::: FRAGMENTO PARA LEER

En el discurso político actual, los hechos tienen un valor, y los datos que los describen poseen otro, adicional. “Adicional” no es una palabra elegida al azar: busca expresar que los datos descriptivos son un agregado de distintos hechos, idealmente completo, aunque en la práctica suele ser parcial. Por ejemplo, un robo al tirón en Milán —recordando que solo pueden registrarse los denunciados— es un hecho. El total de robos al tirón denunciados en un año en Milán es un dato. Las viviendas particulares, por poner otro ejemplo, son hechos —o fenómenos, para ser más precisos—, mientras que su superficie o sus características medibles son datos. Estos últimos pueden ser procesados mediante operaciones estadísticas, como la media o la moda, o cruzados con otros datos, por ejemplo, las viviendas ubicadas en una zona específica.Al mismo tiempo, los datos —aunque representen algo más que un hecho aislado— no siempre tienen la misma resonancia en el discurso político. A veces se vuelven centrales por su “tendencificación”, otras por intereses más opacos relacionados con su difusión o su ocultamiento. No es raro, entonces, ver cómo se hace política a partir de un solo hecho: por seguir con el ejemplo de Milán, pensemos en el caso de los niños gitanos que atropellaron a una anciana en un coche robado, o en el del policía fuera de servicio que, conduciendo ebrio, atropelló a un joven. Ambos episodios fueron utilizados por bandos opuestos para arrimar el ascua a su sardina. Sin embargo, no hace falta mucho para entender que, a la hora de legislar, no basta con fijarse en hechos aislados: sería más sensato apoyarse en una muestra más amplia, en lo que hoy llamamos —con cierta brutalidad— “datos”.


Podría pensarse, entonces, que los datos, una vez liberados de las contingencias que vuelven los hechos presa fácil de la manipulación y del populismo, sean la base sobre la que construir un discurso político. ¿Cuántas veces hemos oído a alguien defender su postura diciendo: “No tienes que creerme a mí, son los datos los que lo dicen”? Debo ser honesto: yo también he depositado mucha confianza en los números. Es fácil creer que algo aparentemente tan sólido como “hacer la cuenta” pueda llevar la discusión a un terreno libre de vicios. En ciertas disciplinas —las llamadas ciencias duras— los números agotan el debate, siempre que se cuente con precisión. Si se hacen bien los cálculos y se actúa en consecuencia, ese avión volará y ese puente no se caerá.

::::::
::: REGISTROS APORTADOS

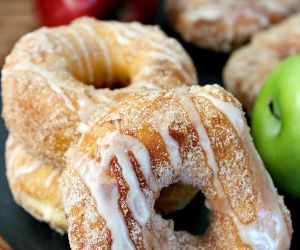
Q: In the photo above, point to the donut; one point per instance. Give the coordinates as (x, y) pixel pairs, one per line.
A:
(192, 135)
(249, 66)
(55, 78)
(34, 185)
(223, 25)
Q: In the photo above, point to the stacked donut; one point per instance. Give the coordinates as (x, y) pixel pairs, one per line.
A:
(53, 81)
(101, 120)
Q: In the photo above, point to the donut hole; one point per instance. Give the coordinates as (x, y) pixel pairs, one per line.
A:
(193, 217)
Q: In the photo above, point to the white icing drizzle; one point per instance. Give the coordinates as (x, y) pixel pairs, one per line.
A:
(52, 82)
(70, 46)
(105, 189)
(86, 106)
(161, 124)
(233, 113)
(204, 140)
(85, 53)
(269, 229)
(51, 177)
(103, 48)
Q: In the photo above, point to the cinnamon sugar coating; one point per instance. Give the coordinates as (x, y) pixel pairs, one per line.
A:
(50, 78)
(223, 25)
(34, 186)
(197, 136)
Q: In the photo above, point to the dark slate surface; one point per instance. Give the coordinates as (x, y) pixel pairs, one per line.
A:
(24, 232)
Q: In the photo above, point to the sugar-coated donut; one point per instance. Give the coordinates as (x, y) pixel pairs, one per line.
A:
(197, 136)
(34, 186)
(49, 80)
(223, 25)
(248, 67)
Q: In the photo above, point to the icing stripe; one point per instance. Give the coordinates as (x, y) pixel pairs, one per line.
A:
(85, 53)
(118, 145)
(27, 66)
(104, 49)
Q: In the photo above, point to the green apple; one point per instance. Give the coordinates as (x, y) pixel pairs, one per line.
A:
(276, 125)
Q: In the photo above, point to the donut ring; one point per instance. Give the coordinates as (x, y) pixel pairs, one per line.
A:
(223, 25)
(195, 135)
(34, 186)
(45, 103)
(248, 67)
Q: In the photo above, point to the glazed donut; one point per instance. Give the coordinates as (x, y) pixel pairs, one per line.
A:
(197, 136)
(34, 186)
(248, 67)
(223, 25)
(51, 79)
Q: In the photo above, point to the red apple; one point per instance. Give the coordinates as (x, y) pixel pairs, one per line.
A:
(59, 12)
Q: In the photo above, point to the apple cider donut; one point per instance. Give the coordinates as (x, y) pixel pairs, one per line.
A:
(248, 67)
(56, 77)
(34, 186)
(223, 25)
(197, 136)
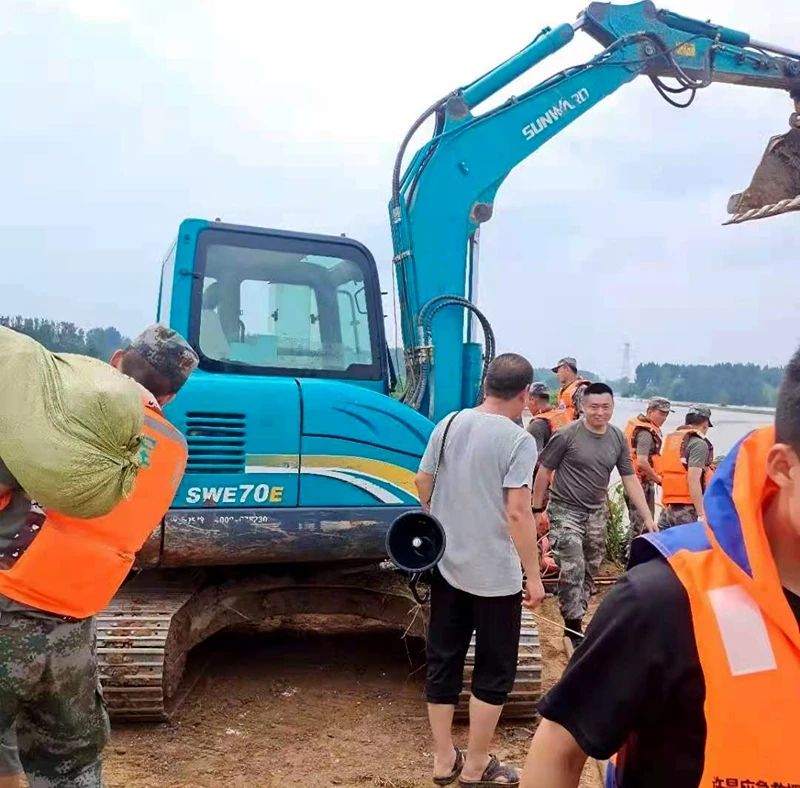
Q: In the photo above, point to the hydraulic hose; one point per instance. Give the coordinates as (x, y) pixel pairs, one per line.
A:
(423, 365)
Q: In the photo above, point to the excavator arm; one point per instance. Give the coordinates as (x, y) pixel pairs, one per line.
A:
(449, 187)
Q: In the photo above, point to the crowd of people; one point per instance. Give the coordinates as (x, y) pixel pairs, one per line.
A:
(689, 671)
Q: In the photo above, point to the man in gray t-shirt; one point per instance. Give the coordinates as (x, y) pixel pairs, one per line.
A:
(578, 461)
(482, 465)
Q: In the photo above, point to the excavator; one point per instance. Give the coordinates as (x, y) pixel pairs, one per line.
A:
(300, 457)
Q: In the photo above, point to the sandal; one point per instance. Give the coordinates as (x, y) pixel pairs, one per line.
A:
(453, 776)
(495, 775)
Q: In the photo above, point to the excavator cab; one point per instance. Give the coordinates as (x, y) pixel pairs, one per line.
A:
(775, 187)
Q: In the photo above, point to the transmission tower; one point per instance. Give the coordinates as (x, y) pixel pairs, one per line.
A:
(625, 372)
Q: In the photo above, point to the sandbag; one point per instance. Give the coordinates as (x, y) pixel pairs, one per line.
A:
(70, 427)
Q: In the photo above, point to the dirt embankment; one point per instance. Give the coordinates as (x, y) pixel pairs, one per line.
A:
(306, 710)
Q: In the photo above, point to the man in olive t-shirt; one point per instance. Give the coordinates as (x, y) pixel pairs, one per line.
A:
(581, 457)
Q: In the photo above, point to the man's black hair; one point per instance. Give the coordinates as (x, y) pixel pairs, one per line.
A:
(787, 411)
(598, 388)
(507, 375)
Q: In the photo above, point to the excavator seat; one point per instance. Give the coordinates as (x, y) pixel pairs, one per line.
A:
(775, 188)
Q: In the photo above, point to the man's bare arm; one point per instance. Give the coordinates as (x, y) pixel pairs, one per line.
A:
(543, 479)
(522, 528)
(424, 483)
(696, 489)
(636, 494)
(555, 760)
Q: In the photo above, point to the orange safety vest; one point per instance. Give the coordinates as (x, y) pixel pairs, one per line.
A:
(556, 418)
(566, 396)
(632, 429)
(74, 567)
(674, 470)
(747, 637)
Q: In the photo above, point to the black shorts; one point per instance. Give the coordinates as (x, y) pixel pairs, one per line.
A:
(455, 615)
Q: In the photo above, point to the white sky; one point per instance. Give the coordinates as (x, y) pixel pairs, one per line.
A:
(121, 118)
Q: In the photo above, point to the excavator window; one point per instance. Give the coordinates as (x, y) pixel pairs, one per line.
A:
(296, 308)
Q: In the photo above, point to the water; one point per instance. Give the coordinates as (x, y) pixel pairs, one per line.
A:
(729, 424)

::::::

● QUÉ HACER:
¿Podrías continuar el texto sobre los datos en el discurso político a partir de su última frase?

● RESPUESTA FINAL:
Pero la política, como podrán imaginar, no es una ciencia dura. Y aun si fuera posible calcular todos los números de la polis y de los polites, de ellos no se derivaría una prescripción clara. Este paso —que yo acabo de negar— ha ganado, sin embargo, una popularidad creciente en la retórica política contemporánea. Algunos recordarán cómo los jóvenes de Última Generación y otros movimientos similares iban a los programas de tertulia con sus carpetas llenas de estudios que, partiendo de los datos, explicaban que o se abandona el combustible fósil o el destino está sellado. Lejos de mí negar la validez de esos datos en sí mismos; lo que quiero subrayar hoy es cómo su uso retórico ha acabado por generar monstruos.Basta con leer un par de líneas sobre metodología de la investigación o estadística para entender que el dato es un amasijo de sesgos e impurezas, sobre todo cuando intenta registrar fenómenos complejos como la vida en común. Este tipo de dato está tan viciado —puede corromperse desde el momento mismo de la recolección, o incluso antes, en la simple decisión de observar algo y no otra cosa— que sirve para defender una tesis y, al mismo tiempo, la contraria. Solo hace falta ser más hábil que los demás en el arte de la retórica.


Hoy se habla de crisis democrática y, aunque no pretendo entrar en el fondo del debate político, reconozco que la democracia está tambaleando. No porque los instrumentos democráticos favorezcan a una facción en particular —como sostienen algunos frustrados—, sino porque la democracia de masas, sea del color político que sea, produce un resultado profundamente viciado. Igual que un dato estadístico descriptivo, el voto en una democracia de masas está sujeto a una infinidad de prejuicios, empezando por el hecho de que no puede esperarse que los votantes comprendan la complejidad de la realidad, del mismo modo que tampoco la comprenden los propios políticos.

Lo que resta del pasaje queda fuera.